PROBLEM DETAILS -
Answer from the page on the Nine Worlds:
1. How many worlds does Norse cosmology have, according to the page?
2. What do some people see these worlds as?
3. What three words close the opening welcome paragraph?

PAGE -
▼

Wight of the Nine Worlds


I welcome thee free spirit, which thou shalt come with an open heart, open mind and an open soul, for what you are about to read can only be understood by the wise who are eager to learn and to embrace the roots deep and forgotten in the hearts of the free people of Europe, by accepting who you are and where your roots lie, is half way into the great road of life. We will journey unto where our spirit takes us with the knowledge we gained. Learn and teach.

The Nine Worlds: Helheim

In the Norse cosmology there are nine different worlds, connected to each other, worlds with their own fauna, natural landscapes and beings. Some see these worlds as separate planets, but in truth, the world is the same, but each continent is so vast, that it seems that each ream is a different world, with landscapes differing from each other.

▲

DATASET EXCERPT -

▼

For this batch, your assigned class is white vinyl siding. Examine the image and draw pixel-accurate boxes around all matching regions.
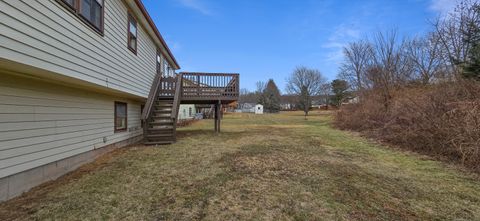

▲

CORRECT ANSWER -
1. Nine
2. Separate planets
3. "Learn and teach."